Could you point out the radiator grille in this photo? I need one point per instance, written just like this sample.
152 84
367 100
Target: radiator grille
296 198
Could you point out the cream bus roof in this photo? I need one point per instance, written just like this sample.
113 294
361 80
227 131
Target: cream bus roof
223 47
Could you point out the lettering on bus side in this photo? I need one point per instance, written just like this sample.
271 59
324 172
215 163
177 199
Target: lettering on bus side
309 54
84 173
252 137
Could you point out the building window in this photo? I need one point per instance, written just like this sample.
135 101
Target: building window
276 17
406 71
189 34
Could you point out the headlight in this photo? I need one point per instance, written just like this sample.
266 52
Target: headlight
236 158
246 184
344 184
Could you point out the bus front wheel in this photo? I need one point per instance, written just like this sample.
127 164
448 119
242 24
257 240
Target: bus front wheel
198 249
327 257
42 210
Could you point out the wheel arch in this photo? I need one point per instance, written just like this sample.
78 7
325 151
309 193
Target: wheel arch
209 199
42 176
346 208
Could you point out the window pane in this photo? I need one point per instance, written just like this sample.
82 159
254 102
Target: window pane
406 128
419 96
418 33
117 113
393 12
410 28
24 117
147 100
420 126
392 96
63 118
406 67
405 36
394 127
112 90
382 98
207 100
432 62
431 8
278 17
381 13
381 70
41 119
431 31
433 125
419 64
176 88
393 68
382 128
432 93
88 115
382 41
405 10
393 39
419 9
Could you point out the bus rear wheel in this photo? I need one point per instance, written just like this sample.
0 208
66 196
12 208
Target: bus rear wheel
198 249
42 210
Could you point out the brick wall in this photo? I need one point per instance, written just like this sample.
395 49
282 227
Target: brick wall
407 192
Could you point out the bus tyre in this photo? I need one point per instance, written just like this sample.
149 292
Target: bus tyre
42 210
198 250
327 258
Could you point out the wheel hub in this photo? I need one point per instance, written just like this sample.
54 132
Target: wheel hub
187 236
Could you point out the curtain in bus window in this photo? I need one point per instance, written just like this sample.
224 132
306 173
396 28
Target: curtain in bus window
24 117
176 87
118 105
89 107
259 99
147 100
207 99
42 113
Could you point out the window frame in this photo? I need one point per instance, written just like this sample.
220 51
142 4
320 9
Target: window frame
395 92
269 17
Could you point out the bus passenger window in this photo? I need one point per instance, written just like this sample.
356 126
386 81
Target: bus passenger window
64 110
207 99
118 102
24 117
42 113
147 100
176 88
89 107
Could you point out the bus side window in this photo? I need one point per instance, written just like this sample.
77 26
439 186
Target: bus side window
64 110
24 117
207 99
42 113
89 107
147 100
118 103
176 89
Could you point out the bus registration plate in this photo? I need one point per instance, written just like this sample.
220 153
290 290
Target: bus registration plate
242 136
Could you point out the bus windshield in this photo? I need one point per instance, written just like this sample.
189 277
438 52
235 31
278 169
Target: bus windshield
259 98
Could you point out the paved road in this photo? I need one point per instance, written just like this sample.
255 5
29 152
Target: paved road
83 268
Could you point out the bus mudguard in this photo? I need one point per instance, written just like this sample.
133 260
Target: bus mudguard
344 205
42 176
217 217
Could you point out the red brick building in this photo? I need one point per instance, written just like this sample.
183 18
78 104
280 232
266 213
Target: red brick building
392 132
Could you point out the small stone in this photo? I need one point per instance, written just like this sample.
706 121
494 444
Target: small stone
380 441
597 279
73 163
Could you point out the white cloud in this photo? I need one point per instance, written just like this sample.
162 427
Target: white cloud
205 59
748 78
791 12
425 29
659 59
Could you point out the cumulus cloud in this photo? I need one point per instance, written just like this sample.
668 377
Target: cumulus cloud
:::
Write out the whole listing again. Match it word for word.

Could you point out the radiator grille in this photo? I need one point per instance, written just like this sample.
152 84
367 100
Target: radiator grille
296 198
Could you point out the cream bus roof in this photo? I need one point per instance, written just like this sample.
113 294
361 80
227 131
Target: cream bus roof
223 47
Could you point out the lettering on bus side in this photo? I need one point per instance, written just like this sample.
271 59
324 172
215 163
177 199
Target: lettering on bus side
309 54
84 173
252 137
Could you point out the building window in this photo? I need one point per instance, written just like this sample.
135 101
Target: building window
276 17
406 71
189 34
Could you point out the headlight in this photo? I need one point per instance, written just like this sample.
266 52
Target: headlight
236 158
246 184
344 184
Could you point out the bus front wheel in this photo? I need one point per instance, written just like this sample.
127 164
448 119
242 24
257 240
Target: bus front wheel
198 249
327 257
42 210
Could you point out the wheel arch in this photo? I need one point per instance, written just like this sample.
78 7
325 151
309 193
Target: wheel arch
209 199
42 176
346 208
Could you point out the window pane in this photo? I need one point per instance, written just like this sample.
82 159
254 102
Target: window pane
406 128
419 96
418 33
117 113
393 12
410 28
24 117
147 100
420 126
392 96
63 118
406 67
405 36
394 127
112 90
382 98
207 100
432 62
431 8
278 17
381 13
381 70
41 119
431 31
433 125
419 64
176 88
393 68
382 128
432 93
88 115
382 41
405 10
393 39
419 9
Could you point out the bus rear wheel in this photo? I need one point per instance, written just like this sample.
0 208
66 196
12 208
Target: bus rear wheel
198 249
42 210
Could you point out the brick wall in this photo? I need one point per instance, written just like this sample.
395 49
282 227
Target: brick wall
407 192
Could you point out the bus tyre in this photo? I need one point per instance, written just like this sample.
149 292
Target: bus tyre
42 210
198 250
327 258
Could you point out the wheel hub in this photo? I need one point per instance, written just like this sample.
54 132
Target: wheel hub
187 236
Could you point out the curtain in bus window in this photo? I need one point per instance, written just like this sample.
224 132
306 173
396 28
Target: curtain in bus window
24 117
176 87
118 105
89 107
259 99
147 100
207 99
42 113
Could you point out the window frame in this photo? I need one point per instance, written just like this sample.
220 51
142 4
320 9
Target: window frame
395 92
269 17
Could you point out the bus passenger window in this photo? I need one point per instance, written just like this sample.
356 126
386 81
Target: bus passenger window
64 110
207 99
118 102
24 117
42 113
147 100
176 88
89 107
Could you point out the bus side window in this photo? I need one point per instance, written just like this sample.
77 26
439 186
Target: bus side window
64 110
24 117
207 99
42 113
89 107
147 100
118 103
176 89
Could you point out the bus registration plate in this photo? I need one point per instance, written just like this sample.
220 153
290 290
Target: bus registration plate
242 136
Could you point out the bus windshield in this photo? I need one point per instance, written just like this sample.
189 277
438 52
235 31
278 169
Target: bus windshield
259 98
Could you point out the paved road in this photo? I need one point per instance, written just like this sample.
255 5
29 152
Target: paved road
83 268
Could you point out the bus mudguard in this photo? I need one point per instance, written just like this sample.
133 260
Target: bus mudguard
344 205
42 176
217 217
Could you point out the red brick building in this photo? I need one point per instance, written just like this sample.
183 18
78 104
280 232
266 213
Target: red brick building
392 132
Could you point out the small stone in this photo? I need one point per instance, written just like this sample.
706 121
494 444
Target: small stone
380 441
597 279
73 163
Could you point out the white cloud in this photo? I need one point per instance, written just like this sample.
162 427
Target: white cloud
205 59
748 78
791 12
425 29
659 59
Could you point out the cumulus cloud in this photo? I need one point per instance, written just like this sample.
668 377
Target: cumulus cloud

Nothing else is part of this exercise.